(DATA IN THIS EXERCISE Opens)

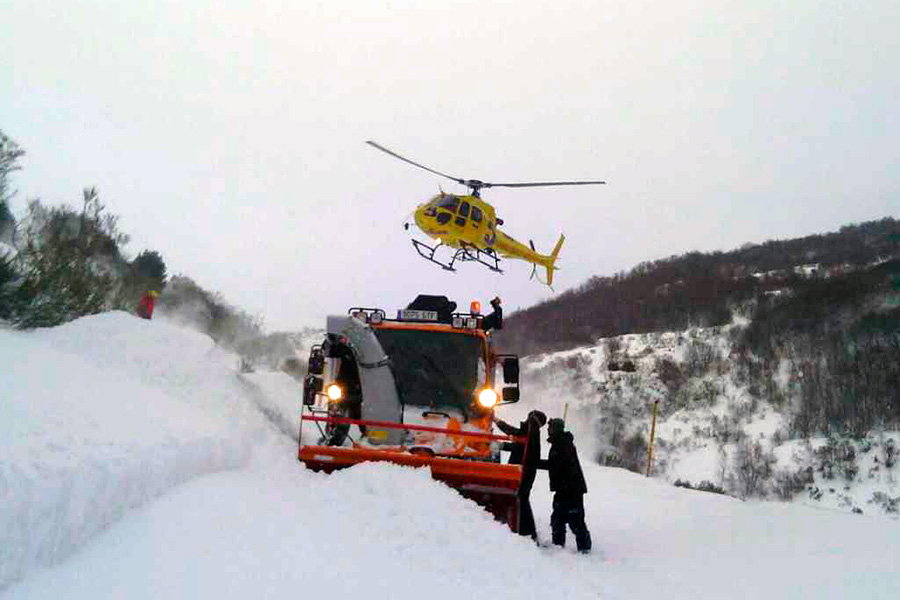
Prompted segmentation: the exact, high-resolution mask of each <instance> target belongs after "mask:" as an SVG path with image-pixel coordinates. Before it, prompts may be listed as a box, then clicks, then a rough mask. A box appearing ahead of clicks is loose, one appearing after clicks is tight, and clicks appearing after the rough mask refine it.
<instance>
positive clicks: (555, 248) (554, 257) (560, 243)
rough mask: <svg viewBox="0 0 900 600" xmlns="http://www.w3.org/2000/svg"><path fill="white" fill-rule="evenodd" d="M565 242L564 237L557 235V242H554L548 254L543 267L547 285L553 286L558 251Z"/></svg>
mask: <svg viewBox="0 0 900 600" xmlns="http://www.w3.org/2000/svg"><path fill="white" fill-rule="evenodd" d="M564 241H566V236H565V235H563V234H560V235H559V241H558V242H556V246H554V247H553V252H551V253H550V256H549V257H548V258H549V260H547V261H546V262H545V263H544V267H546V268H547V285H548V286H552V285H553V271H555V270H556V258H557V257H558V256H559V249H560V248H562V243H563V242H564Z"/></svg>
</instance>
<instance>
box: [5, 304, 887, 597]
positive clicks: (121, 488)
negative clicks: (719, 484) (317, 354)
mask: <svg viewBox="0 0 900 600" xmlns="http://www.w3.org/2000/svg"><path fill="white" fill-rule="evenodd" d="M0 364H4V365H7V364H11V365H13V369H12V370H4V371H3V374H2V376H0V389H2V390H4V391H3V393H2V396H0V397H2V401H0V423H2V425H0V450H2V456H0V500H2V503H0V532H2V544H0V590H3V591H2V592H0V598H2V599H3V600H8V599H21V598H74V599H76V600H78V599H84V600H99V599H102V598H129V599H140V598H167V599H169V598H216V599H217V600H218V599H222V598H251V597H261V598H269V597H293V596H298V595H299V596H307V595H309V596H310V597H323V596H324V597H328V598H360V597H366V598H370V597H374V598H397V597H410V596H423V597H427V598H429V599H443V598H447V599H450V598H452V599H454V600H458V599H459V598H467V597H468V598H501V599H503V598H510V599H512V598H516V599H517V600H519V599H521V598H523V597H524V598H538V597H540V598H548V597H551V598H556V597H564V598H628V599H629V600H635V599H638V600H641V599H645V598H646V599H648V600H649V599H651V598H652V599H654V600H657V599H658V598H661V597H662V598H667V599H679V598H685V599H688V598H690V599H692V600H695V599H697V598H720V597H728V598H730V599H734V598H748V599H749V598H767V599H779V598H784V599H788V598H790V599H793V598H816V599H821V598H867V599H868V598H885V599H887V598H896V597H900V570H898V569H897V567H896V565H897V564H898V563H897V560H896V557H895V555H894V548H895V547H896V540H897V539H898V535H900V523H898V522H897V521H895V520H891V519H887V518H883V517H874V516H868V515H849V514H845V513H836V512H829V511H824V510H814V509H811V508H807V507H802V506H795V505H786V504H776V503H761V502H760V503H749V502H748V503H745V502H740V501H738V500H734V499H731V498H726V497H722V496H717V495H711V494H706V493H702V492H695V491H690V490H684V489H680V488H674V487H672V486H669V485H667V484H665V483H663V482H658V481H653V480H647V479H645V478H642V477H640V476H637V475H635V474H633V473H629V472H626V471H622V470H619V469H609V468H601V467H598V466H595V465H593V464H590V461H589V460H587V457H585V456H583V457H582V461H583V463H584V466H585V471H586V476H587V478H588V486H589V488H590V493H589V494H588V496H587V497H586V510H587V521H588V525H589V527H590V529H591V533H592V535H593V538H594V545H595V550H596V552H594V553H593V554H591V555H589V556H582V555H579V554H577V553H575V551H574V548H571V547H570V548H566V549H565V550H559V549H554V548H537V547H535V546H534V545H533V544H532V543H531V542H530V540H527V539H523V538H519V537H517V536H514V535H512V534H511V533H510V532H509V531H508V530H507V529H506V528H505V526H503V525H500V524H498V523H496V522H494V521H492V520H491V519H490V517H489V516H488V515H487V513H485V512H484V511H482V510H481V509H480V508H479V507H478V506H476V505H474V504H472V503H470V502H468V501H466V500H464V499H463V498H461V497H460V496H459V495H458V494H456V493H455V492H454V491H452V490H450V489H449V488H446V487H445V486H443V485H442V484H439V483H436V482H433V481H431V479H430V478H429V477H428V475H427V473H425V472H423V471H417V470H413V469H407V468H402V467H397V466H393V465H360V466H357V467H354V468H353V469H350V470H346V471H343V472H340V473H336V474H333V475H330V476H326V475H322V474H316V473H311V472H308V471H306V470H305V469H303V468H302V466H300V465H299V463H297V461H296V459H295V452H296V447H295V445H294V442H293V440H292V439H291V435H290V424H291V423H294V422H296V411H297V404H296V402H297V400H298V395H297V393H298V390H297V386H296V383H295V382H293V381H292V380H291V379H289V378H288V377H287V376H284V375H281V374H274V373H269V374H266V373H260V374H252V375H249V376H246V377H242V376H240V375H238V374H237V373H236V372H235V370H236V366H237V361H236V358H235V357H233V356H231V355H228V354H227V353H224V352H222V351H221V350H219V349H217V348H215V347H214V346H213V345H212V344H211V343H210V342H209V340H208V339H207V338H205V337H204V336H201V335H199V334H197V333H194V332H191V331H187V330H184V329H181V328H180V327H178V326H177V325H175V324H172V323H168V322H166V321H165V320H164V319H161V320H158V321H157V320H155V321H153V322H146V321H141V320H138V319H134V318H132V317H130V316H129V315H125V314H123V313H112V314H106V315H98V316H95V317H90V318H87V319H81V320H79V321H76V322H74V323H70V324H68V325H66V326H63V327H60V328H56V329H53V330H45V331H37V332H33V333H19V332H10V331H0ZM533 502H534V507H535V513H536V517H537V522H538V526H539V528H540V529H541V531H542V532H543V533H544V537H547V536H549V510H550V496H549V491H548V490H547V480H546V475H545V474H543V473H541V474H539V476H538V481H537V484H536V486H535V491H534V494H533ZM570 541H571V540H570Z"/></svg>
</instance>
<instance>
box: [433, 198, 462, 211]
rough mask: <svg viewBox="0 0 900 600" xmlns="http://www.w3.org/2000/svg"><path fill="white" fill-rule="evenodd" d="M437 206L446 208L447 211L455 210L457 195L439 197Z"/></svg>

(DATA IN THIS EXERCISE Closes)
(DATA IN THIS EXERCISE Opens)

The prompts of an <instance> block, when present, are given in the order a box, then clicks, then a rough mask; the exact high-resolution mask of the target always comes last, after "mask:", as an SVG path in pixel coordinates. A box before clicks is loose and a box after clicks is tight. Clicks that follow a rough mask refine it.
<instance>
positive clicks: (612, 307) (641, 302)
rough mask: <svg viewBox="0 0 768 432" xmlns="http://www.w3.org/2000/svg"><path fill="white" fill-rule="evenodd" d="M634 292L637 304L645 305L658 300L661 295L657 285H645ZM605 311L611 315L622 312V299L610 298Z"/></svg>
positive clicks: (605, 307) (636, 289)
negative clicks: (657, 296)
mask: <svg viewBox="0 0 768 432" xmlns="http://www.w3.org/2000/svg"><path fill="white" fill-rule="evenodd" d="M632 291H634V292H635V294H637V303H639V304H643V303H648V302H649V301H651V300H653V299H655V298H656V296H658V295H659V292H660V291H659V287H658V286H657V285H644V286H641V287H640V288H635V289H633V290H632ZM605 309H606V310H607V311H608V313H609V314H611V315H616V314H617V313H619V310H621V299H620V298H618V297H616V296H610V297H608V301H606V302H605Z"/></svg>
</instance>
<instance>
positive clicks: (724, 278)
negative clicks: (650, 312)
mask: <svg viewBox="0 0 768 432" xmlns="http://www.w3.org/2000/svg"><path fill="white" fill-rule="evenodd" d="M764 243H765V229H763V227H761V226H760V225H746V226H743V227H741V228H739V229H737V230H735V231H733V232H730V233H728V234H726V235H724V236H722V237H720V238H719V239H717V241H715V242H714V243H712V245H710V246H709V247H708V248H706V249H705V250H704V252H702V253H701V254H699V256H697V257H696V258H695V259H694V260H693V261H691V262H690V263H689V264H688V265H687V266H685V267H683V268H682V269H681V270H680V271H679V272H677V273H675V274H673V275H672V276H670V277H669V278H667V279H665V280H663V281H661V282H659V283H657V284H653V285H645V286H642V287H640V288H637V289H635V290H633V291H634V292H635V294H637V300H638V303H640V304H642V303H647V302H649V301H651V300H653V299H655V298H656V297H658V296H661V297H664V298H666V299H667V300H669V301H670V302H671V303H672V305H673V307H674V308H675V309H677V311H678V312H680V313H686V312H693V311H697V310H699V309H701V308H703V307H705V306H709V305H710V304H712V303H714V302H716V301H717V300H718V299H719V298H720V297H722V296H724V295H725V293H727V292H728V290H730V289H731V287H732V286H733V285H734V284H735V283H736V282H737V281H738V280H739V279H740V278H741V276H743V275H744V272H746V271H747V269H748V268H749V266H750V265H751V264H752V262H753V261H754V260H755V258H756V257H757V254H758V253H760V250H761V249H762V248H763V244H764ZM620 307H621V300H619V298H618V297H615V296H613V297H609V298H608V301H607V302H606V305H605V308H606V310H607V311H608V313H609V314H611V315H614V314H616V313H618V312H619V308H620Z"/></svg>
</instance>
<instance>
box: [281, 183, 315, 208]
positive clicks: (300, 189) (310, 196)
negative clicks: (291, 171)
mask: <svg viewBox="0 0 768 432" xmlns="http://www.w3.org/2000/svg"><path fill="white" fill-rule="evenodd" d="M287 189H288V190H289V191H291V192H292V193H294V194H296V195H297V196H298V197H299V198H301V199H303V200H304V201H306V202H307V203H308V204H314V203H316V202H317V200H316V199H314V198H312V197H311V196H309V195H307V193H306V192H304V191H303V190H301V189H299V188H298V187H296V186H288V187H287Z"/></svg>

(DATA IN THIS EXERCISE Closes)
(DATA IN THIS EXERCISE Opens)

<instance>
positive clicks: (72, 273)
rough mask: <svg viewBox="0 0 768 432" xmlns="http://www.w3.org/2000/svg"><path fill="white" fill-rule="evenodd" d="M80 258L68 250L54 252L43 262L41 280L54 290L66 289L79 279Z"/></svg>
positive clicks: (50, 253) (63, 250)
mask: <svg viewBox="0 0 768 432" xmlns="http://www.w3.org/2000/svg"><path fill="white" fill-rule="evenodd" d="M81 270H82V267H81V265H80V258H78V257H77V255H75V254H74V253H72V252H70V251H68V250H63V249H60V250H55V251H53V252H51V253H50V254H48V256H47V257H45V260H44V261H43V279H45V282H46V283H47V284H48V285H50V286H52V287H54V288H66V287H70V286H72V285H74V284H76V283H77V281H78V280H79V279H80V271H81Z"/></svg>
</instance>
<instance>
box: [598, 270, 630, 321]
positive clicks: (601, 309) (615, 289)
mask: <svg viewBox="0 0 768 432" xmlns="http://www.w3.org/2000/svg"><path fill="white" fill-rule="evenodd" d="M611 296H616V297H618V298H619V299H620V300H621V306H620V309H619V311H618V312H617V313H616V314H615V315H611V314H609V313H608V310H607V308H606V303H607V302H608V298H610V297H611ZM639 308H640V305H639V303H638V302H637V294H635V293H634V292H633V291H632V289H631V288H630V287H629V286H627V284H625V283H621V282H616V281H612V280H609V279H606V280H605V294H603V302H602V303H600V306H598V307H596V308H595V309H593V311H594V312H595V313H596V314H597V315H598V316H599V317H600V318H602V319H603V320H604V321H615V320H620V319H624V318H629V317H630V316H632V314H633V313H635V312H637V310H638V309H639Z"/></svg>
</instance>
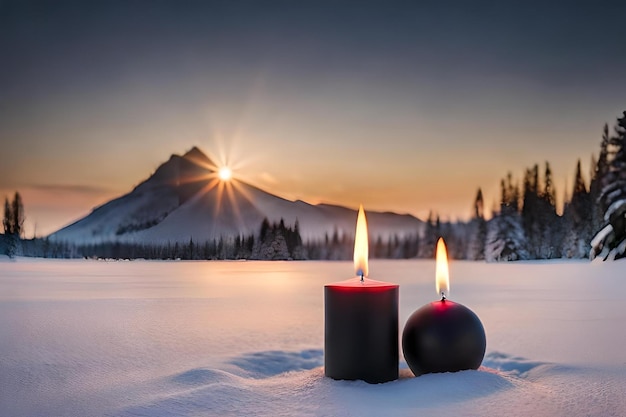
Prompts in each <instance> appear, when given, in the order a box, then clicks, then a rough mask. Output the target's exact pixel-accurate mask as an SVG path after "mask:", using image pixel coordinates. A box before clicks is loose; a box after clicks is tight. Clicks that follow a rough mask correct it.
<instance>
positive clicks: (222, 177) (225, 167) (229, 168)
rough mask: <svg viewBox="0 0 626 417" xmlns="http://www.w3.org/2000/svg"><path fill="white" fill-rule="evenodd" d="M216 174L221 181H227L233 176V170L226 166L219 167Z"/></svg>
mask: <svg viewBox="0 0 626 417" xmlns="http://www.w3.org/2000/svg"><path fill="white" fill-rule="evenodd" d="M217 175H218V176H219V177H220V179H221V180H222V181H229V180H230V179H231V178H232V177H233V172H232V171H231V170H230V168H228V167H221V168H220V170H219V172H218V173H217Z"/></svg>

(DATA IN THIS EXERCISE Closes)

> ABOUT THIS TASK: How many lines in the rows above contain the string "positive"? Reply with the number alone.

> RESPONSE: 10